> **Work to complete**
Give back the full set of entries that follows, exactly as written.
-------- Excerpted records
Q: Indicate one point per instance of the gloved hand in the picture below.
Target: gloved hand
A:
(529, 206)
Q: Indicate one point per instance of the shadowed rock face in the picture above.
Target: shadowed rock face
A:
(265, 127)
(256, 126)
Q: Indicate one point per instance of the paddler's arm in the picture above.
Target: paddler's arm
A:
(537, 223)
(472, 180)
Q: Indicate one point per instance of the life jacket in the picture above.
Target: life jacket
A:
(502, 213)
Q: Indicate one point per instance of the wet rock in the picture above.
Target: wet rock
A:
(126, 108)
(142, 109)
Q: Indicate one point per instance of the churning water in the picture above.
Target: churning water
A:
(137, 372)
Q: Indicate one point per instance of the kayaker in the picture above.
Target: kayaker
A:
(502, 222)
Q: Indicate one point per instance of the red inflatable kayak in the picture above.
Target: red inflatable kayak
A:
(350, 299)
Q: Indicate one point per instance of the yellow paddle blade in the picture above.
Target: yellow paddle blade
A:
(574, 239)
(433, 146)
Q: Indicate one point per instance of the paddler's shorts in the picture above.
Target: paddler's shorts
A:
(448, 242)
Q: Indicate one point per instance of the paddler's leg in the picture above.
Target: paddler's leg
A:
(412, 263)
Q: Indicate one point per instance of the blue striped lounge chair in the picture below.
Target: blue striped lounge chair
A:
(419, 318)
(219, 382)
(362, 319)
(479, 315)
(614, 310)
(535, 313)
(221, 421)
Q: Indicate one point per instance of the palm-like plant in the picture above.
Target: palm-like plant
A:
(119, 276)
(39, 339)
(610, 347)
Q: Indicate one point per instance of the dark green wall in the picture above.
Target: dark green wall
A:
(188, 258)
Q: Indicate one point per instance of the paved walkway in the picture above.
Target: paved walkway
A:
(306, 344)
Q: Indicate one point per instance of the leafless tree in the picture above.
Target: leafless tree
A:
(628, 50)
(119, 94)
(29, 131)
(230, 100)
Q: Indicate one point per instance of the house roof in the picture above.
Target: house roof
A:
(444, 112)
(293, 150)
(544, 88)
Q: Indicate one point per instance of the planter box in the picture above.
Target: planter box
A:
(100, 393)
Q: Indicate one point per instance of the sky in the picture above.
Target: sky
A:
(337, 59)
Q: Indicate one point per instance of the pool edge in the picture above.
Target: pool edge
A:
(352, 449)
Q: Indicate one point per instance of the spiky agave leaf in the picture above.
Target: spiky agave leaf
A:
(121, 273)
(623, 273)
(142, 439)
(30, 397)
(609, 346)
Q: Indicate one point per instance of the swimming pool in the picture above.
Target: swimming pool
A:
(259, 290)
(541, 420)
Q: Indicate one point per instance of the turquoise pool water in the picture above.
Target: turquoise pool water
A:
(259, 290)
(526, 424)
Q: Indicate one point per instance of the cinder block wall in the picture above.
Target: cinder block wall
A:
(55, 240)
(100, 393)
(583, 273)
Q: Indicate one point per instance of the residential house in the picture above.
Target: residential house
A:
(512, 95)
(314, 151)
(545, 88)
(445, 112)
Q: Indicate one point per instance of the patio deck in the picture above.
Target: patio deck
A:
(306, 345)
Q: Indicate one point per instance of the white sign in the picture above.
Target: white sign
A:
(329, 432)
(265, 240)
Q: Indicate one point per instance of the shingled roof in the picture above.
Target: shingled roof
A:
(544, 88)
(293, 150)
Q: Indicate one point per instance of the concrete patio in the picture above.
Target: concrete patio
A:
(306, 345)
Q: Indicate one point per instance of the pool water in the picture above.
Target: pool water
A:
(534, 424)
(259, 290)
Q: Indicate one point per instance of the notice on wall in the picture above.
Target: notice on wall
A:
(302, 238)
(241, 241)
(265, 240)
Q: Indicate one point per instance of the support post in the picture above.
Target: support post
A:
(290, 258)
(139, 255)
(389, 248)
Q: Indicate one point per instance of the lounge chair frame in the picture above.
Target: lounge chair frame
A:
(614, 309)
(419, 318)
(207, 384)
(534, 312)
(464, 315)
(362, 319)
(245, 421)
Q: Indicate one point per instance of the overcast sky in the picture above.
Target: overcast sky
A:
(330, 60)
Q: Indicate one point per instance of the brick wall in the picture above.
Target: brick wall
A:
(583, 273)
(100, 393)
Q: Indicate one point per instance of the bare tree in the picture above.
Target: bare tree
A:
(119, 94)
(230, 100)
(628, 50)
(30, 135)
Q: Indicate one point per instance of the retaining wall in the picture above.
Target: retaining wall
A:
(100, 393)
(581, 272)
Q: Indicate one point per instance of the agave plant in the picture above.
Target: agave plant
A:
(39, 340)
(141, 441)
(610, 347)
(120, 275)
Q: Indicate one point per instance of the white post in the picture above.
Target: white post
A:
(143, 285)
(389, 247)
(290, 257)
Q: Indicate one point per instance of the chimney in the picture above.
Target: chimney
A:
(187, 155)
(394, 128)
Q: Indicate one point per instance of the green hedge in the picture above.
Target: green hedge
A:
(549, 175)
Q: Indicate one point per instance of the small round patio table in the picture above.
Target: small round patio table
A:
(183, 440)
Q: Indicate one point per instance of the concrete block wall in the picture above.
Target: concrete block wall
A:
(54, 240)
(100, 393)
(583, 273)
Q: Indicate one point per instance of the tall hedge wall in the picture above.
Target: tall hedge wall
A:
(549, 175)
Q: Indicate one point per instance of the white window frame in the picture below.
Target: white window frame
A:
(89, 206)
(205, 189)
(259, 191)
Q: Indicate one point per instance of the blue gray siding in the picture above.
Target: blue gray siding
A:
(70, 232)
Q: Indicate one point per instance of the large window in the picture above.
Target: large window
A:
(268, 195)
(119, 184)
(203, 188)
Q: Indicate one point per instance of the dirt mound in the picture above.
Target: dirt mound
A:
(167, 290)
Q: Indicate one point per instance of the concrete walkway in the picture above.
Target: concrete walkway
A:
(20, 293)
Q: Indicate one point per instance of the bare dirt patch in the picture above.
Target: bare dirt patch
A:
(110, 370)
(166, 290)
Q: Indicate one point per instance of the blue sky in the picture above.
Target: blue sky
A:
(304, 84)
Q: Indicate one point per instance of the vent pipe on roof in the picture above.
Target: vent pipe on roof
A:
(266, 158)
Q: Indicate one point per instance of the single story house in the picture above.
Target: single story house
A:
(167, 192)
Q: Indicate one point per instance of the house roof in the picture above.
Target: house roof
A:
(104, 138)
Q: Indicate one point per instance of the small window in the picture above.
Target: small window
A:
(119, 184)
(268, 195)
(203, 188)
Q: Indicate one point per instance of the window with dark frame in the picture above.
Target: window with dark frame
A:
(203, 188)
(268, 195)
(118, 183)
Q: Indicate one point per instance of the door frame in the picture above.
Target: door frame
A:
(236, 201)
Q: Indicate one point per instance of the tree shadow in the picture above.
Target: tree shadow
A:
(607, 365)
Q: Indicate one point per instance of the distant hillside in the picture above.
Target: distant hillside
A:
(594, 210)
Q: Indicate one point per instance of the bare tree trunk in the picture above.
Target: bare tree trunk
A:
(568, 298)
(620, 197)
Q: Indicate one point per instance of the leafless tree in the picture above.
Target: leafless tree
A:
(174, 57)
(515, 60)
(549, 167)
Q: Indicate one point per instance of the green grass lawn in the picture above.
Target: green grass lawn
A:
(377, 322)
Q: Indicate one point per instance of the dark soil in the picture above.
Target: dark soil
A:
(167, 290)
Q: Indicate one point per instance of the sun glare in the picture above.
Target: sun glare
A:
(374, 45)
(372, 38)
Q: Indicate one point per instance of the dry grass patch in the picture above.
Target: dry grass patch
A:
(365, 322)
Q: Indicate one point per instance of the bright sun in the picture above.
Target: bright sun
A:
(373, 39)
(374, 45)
----------------
> **Answer**
Q: Indicate one point per instance of the gloved hand in the picture below.
Target: gloved hand
A:
(529, 206)
Q: Indicate one point per instance of the shadowed rock face in the picture above.
Target: shadowed rock face
A:
(265, 127)
(256, 126)
Q: Indicate one point per instance of the paddler's arm in the picture above.
Target: paddler's arm
A:
(537, 223)
(472, 180)
Q: Indicate one point per instance of the life jacket in the picture above.
Target: life jacket
A:
(502, 213)
Q: Indicate one point per instance of the wet rock in the picture above.
Target: wet rock
A:
(126, 108)
(142, 109)
Q: Indicate one point per instance of the churning water in the picture above.
Target: churning water
A:
(137, 372)
Q: Indicate one point per instance of the kayaker in the picture above.
Target: kayaker
A:
(502, 222)
Q: Indicate one point per instance of the red inflatable kayak in the picture above.
Target: red inflatable kayak
A:
(350, 299)
Q: Indicate one point per instance of the yellow paddle blade in the picture above.
Target: yellow paddle blade
A:
(574, 239)
(433, 146)
Q: Indicate one point per instance of the paddler's shorts in the picture above.
Target: paddler's shorts
A:
(448, 242)
Q: Indicate one point per instance of the paddler's leg in the picture above.
Target: paddler's leg
A:
(412, 263)
Q: Indicate one point per instance of the blue striped lounge chair in the picture below.
Target: blue striped lounge chair
A:
(419, 318)
(219, 382)
(362, 319)
(479, 315)
(614, 310)
(535, 313)
(221, 421)
Q: Indicate one point per instance of the palm-like plant in the picture above.
Target: palm-like plant
A:
(119, 276)
(39, 339)
(610, 347)
Q: Indicate one point per instance of the dark green wall in the picture above.
Target: dark green wall
A:
(188, 258)
Q: Indicate one point per instance of the paved walkway in the picture above.
Target: paved walkway
A:
(306, 344)
Q: Indicate one point per instance of the leafless tree in the picture above.
Target: leafless tree
A:
(628, 50)
(119, 94)
(29, 131)
(230, 100)
Q: Indicate one point per instance of the house roof in the picture above.
Target: house roof
A:
(444, 112)
(293, 150)
(544, 88)
Q: Indicate one point per instance of the planter box in the picture above.
Target: planter box
A:
(100, 393)
Q: Indicate one point per instance of the sky in the picture above.
Target: sky
A:
(337, 59)
Q: Indicate one point per instance of the pool edge in the picture above.
Target: pool edge
A:
(352, 449)
Q: Indicate one point per instance of the spiky agave leaf in the picture above.
Target: spiky agave leaf
A:
(121, 273)
(623, 273)
(142, 439)
(30, 397)
(609, 346)
Q: Indicate one point per instance of the swimming pool in the picture above.
Target: swimming pool
A:
(259, 290)
(541, 420)
Q: Indicate one point per instance of the turquoise pool water in the picture above.
Target: turquoise pool water
A:
(259, 290)
(526, 424)
Q: Indicate one point per instance of the cinder block wall in the picture above.
Target: cinder block wall
A:
(55, 240)
(100, 393)
(583, 273)
Q: Indicate one point per instance of the residential house in the picture above.
Target: residential house
A:
(512, 95)
(314, 151)
(545, 88)
(445, 112)
Q: Indicate one point per instance of the patio deck in the picture above.
Target: patio deck
A:
(306, 345)
Q: Indicate one point per instance of the white sign in the picture above.
Target: white sign
A:
(329, 432)
(265, 240)
Q: Indicate one point per instance of the shingled roof in the picture above.
Target: shingled roof
A:
(544, 88)
(293, 150)
Q: Indicate one point per instance of the concrete patio in the picture above.
Target: concrete patio
A:
(306, 345)
Q: Indicate one point per instance of the pool water in the picture above.
Target: pool water
A:
(534, 424)
(259, 290)
Q: Indicate one point per instance of the notice on wall in the picture above.
Target: notice on wall
A:
(302, 238)
(241, 241)
(265, 240)
Q: Indicate one point per instance of the support post in the picture above.
Target: support post
A:
(290, 258)
(139, 255)
(389, 248)
Q: Indicate one point per instance of the lounge chair frame in the picture above.
Target: lounge chair frame
A:
(614, 309)
(419, 318)
(207, 384)
(534, 312)
(464, 315)
(362, 319)
(245, 421)
Q: Indicate one point per instance of the overcast sky in the picture above.
Target: overcast sky
A:
(330, 60)
Q: Indicate one point per instance of the brick wall in the picture above.
Target: brick wall
A:
(583, 273)
(100, 393)
Q: Indicate one point per instance of the bare tree in the picture above.
Target: bare tree
A:
(119, 94)
(230, 100)
(628, 50)
(30, 135)
Q: Indicate one point per instance of the retaining wall in the picture above.
Target: retaining wall
A:
(100, 393)
(581, 272)
Q: Indicate one point per instance of the agave plant in the picture above.
Target: agave plant
A:
(39, 340)
(141, 441)
(610, 347)
(120, 275)
Q: Indicate one point per instance of the white post in the picture above.
Target: white post
A:
(143, 285)
(389, 247)
(290, 257)
Q: Indicate one point per instance of the chimney in the picture above.
Target: chimney
A:
(187, 155)
(394, 128)
Q: Indicate one point per instance of the green hedge in the picture above.
Target: green hedge
A:
(549, 175)
Q: Indicate one point per instance of the small round patio table in the picture above.
Target: small round patio table
A:
(183, 440)
Q: Indicate one point per instance of the concrete block wall in the picture above.
Target: concrete block wall
A:
(54, 240)
(100, 393)
(583, 273)
Q: Indicate one point per instance of the tall hedge wall in the picture above.
Target: tall hedge wall
A:
(549, 175)
Q: Indicate one point per instance of the white window frame in the picture below.
Target: white window frame
A:
(89, 206)
(205, 189)
(259, 191)
Q: Indicate one point per instance of the blue gray siding in the picture above.
Target: blue gray siding
A:
(70, 232)
Q: Indicate one point per instance of the large window in the picture above.
Target: large window
A:
(268, 195)
(119, 184)
(203, 188)
Q: Indicate one point per instance of the dirt mound in the picture above.
Target: dirt mound
A:
(167, 290)
Q: Indicate one point per instance of the concrete walkway in the picture above.
Target: concrete walkway
A:
(20, 293)
Q: Indicate one point per instance of the bare dirt patch in the picture above.
Target: bare dirt patch
A:
(110, 370)
(166, 290)
Q: Indicate one point per instance of the blue sky in the picture above.
Target: blue sky
A:
(304, 84)
Q: Indicate one point per instance of the vent pipe on roof in the picture above.
Target: vent pipe on roof
A:
(266, 158)
Q: Indicate one point per instance of the single story house in the picture above.
Target: single story house
A:
(167, 192)
Q: Indicate one point per instance of the house roof in the picture above.
Target: house roof
A:
(104, 138)
Q: Indicate one point per instance of the small window in the picture above.
Target: small window
A:
(119, 184)
(268, 195)
(203, 188)
Q: Indicate one point per instance of the window with dark frame in the picture above.
Target: window with dark frame
A:
(203, 188)
(268, 195)
(118, 183)
Q: Indicate one point per instance of the door frame in the picture above.
Target: door frame
A:
(236, 201)
Q: Indicate one point per instance of the tree shadow in the picture above.
Target: tree shadow
A:
(607, 365)
Q: Indicate one point per instance of the distant hillside in the picture above.
Target: distant hillside
A:
(594, 210)
Q: Indicate one point per instance of the bare tree trunk in the picture above.
Target: bare tree trunk
A:
(568, 298)
(620, 197)
Q: Indicate one point per instance of the leafless tree in the picture above.
Target: leafless tree
A:
(174, 57)
(515, 60)
(549, 167)
Q: Indicate one point per instance of the green grass lawn in the picture above.
Target: green grass lawn
A:
(377, 322)
Q: Indicate one point per instance of the dark soil in the picture above.
Target: dark soil
A:
(167, 290)
Q: Indicate one point per instance of the sun glare in the picture above.
Target: sun glare
A:
(374, 45)
(372, 38)
Q: Indicate one point per instance of the dry grass patch in the picture above.
Target: dry grass patch
A:
(365, 322)
Q: Indicate one point per instance of the bright sun in the picture above.
Target: bright sun
A:
(373, 39)
(374, 45)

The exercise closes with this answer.